__Required work__. Could you lay out the listing below as a numbered list, from its first line through the line containing "[78,220,640,426]", including both ends and dropping any blank lines?
** START Supplied records **
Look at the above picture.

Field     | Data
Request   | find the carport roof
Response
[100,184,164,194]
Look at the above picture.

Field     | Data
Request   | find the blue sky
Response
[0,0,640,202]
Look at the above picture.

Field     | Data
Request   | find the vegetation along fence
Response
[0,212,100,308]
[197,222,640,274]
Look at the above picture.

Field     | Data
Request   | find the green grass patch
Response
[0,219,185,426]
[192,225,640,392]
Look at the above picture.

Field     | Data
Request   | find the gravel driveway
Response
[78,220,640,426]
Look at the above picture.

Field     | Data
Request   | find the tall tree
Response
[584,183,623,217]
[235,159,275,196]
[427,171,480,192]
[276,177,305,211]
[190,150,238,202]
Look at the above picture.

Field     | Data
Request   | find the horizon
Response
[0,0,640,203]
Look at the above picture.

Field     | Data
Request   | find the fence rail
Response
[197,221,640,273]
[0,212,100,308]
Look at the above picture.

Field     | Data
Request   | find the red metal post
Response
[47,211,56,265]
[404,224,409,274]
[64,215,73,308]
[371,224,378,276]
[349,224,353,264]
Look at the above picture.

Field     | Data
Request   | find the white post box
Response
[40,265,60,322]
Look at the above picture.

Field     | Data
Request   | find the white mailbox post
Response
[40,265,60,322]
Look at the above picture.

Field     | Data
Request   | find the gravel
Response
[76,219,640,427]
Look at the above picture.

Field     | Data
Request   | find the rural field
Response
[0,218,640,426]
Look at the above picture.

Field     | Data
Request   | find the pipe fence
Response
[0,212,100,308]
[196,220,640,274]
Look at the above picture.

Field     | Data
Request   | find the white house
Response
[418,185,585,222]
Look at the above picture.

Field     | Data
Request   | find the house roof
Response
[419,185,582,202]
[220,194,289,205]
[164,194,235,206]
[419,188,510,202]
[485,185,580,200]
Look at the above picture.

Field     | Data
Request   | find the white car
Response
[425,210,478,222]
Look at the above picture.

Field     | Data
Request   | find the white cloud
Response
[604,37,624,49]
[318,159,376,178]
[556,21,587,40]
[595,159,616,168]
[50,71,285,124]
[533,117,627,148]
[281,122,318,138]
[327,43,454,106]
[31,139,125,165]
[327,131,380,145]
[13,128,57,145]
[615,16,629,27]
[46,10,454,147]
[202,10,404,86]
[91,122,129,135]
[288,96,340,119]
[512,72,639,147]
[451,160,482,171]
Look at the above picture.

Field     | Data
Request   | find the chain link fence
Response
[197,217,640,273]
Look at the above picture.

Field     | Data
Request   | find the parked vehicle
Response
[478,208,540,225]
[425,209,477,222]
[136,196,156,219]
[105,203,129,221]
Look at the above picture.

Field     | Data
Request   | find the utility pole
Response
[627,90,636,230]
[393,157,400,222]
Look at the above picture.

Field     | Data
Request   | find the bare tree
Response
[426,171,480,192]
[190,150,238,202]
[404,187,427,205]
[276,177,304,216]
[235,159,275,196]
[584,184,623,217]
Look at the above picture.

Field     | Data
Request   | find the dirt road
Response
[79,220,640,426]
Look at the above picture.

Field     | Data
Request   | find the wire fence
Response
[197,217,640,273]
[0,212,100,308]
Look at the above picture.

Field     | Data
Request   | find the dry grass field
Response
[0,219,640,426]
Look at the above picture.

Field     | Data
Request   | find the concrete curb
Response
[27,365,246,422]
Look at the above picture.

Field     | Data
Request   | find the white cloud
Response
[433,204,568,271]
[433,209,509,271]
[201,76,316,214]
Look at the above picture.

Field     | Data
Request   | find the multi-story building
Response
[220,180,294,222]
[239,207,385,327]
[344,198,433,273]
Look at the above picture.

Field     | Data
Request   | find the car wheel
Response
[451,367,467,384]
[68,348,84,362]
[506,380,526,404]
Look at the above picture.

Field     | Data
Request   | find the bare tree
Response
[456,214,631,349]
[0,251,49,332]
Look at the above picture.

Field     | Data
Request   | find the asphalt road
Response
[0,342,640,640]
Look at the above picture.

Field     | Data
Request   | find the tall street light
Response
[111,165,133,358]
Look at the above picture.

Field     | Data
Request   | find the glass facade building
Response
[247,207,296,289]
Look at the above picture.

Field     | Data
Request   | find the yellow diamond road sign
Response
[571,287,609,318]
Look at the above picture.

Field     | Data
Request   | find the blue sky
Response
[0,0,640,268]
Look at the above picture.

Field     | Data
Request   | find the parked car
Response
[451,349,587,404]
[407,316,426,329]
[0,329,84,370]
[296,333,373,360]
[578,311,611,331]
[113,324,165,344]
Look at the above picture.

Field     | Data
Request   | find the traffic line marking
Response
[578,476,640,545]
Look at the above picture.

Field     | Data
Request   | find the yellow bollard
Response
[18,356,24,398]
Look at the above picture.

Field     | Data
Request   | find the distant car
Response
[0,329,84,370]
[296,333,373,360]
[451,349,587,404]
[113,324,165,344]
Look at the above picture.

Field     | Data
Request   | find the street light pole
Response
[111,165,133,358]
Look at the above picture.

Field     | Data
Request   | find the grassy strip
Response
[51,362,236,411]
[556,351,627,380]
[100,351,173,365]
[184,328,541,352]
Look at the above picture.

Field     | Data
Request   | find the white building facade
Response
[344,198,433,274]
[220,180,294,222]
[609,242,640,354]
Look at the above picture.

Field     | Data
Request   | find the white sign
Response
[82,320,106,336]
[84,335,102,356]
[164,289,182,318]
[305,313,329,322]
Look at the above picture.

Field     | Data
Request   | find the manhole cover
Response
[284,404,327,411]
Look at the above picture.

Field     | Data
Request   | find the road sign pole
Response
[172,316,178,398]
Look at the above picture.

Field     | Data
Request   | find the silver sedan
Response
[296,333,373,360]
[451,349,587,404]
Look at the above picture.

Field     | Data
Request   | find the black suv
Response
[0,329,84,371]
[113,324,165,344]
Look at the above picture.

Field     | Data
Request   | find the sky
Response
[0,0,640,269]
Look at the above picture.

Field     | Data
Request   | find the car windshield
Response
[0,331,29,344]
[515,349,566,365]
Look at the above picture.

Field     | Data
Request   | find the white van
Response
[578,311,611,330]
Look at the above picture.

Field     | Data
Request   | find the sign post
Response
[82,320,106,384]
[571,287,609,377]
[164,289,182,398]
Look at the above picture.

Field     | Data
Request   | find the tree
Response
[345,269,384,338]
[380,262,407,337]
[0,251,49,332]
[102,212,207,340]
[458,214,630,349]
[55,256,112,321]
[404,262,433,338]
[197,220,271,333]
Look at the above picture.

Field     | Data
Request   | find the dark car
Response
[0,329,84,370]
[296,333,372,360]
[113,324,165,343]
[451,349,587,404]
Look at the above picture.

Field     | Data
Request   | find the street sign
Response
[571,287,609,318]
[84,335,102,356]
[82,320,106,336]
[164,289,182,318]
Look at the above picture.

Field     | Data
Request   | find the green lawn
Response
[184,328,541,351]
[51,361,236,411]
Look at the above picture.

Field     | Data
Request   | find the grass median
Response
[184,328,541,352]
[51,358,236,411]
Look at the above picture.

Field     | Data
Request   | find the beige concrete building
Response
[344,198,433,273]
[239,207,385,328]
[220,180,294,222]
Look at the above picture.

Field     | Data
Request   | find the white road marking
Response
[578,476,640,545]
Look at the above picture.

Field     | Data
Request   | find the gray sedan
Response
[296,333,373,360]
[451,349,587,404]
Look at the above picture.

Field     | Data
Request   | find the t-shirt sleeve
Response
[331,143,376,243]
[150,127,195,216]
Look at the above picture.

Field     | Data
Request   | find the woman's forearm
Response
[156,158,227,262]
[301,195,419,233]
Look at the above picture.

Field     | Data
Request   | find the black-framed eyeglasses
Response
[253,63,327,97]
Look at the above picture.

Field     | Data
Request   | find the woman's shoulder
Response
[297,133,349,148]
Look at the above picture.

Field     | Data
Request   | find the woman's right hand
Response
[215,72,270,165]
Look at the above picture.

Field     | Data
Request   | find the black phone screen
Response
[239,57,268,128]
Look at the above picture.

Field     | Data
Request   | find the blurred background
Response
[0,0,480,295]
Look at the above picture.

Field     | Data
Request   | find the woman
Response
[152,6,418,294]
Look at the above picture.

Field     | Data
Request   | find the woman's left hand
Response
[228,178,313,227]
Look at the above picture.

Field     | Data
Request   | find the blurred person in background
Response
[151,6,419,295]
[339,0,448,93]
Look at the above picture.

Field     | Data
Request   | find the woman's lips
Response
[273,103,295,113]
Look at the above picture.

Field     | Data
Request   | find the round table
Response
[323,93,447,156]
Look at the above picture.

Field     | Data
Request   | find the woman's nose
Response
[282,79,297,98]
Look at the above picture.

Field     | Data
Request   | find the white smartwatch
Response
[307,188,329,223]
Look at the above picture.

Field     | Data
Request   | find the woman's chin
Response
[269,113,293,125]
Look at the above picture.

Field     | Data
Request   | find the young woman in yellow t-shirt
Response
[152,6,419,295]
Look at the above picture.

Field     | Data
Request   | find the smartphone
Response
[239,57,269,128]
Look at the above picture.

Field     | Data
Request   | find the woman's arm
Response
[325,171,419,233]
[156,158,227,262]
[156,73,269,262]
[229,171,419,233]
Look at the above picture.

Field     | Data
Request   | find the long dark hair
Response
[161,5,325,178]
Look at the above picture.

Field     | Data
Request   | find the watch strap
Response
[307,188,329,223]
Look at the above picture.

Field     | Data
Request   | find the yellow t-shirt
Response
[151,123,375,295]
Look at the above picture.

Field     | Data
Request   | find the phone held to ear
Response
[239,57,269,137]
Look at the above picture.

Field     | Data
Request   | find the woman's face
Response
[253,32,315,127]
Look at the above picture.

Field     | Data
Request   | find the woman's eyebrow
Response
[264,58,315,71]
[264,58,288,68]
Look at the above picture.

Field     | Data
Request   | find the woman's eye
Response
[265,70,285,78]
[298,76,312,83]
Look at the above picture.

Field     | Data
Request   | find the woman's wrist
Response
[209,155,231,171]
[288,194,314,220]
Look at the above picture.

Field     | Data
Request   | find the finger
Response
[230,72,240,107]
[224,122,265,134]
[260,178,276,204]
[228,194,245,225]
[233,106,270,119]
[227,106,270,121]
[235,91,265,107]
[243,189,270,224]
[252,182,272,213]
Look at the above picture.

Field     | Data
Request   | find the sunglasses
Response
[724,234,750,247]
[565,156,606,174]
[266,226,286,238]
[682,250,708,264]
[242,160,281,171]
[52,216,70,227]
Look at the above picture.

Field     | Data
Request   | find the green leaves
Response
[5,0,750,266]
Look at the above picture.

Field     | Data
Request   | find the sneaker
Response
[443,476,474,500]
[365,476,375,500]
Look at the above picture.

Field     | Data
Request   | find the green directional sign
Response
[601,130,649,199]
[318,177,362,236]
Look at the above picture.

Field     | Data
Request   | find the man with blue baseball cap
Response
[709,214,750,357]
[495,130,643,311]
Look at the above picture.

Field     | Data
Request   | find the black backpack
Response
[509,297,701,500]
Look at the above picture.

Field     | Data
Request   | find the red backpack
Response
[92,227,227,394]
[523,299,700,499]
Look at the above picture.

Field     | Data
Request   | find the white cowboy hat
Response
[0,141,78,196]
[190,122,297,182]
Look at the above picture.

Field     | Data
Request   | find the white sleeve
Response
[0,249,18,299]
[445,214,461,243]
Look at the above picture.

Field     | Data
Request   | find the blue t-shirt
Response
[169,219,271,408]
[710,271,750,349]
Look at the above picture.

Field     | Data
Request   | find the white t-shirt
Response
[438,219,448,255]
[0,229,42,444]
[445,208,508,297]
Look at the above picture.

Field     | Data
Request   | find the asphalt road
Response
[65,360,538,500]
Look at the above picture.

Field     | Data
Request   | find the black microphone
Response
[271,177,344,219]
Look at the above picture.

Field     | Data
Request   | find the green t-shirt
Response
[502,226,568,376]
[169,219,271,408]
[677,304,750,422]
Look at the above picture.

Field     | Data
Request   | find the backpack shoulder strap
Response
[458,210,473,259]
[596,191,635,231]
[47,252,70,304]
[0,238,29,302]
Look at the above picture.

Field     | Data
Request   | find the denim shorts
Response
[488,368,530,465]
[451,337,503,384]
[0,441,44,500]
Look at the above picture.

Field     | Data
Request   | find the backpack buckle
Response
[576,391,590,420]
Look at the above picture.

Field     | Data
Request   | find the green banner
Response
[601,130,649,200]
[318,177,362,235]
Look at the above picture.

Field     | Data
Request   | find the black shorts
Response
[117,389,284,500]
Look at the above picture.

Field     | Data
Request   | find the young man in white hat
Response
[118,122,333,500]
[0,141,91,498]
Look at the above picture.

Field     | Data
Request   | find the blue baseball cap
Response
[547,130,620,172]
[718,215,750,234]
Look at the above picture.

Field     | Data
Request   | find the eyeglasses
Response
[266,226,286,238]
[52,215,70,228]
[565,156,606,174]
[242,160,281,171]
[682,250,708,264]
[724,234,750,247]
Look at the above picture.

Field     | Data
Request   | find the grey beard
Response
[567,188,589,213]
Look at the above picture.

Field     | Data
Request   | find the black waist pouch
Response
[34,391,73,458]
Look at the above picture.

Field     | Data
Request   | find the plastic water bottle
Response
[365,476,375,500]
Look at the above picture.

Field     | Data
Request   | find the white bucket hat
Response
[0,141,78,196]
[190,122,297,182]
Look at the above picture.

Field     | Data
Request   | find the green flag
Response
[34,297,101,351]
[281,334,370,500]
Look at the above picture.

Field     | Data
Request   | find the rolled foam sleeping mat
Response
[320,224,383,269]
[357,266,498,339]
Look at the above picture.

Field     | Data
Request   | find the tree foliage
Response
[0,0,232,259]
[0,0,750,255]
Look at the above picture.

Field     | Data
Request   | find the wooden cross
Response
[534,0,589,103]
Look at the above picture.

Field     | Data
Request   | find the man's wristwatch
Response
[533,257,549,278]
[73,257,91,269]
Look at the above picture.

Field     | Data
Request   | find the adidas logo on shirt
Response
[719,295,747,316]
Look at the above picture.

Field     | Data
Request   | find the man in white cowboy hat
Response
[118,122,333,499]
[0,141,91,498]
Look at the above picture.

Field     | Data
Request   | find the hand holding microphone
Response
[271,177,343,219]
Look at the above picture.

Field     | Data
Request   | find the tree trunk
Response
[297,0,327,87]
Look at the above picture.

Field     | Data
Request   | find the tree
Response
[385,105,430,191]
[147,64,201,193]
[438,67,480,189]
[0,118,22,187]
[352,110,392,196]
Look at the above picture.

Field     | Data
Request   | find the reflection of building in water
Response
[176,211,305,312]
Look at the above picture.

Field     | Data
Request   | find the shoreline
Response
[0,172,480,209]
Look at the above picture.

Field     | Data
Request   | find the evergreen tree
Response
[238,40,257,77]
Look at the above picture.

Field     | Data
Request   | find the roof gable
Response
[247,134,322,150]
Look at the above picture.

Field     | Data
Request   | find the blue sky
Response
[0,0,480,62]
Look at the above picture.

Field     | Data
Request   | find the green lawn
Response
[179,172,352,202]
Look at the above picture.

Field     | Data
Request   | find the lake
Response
** END Supplied records **
__Solution__.
1. Look at the above picture.
2. Field     | Data
3. Request   | find the carport roof
4. Response
5. [100,184,164,194]
6. Look at the above picture.
7. Field     | Data
8. Request   | find the blue sky
9. Response
10. [0,0,640,202]
11. Look at the above picture.
12. Field     | Data
13. Request   | find the vegetation along fence
14. Response
15. [0,212,100,308]
16. [197,222,640,274]
17. Look at the above picture.
18. Field     | Data
19. Request   | find the green grass patch
20. Response
21. [0,219,185,426]
22. [192,225,640,392]
23. Look at the above picture.
24. Field     | Data
25. Request   | find the gravel driveway
26. Response
27. [78,220,640,426]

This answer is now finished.